▸ **Collected data**:
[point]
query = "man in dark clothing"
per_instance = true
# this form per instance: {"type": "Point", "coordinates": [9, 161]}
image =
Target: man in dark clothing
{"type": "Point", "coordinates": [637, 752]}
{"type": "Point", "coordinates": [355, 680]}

▸ **Exercise details**:
Each record above is to be reproduced verbatim.

▸ **Task result**:
[point]
query = "man in dark clothing"
per_instance = true
# this form per instance: {"type": "Point", "coordinates": [9, 161]}
image =
Target: man in dark clothing
{"type": "Point", "coordinates": [637, 752]}
{"type": "Point", "coordinates": [355, 680]}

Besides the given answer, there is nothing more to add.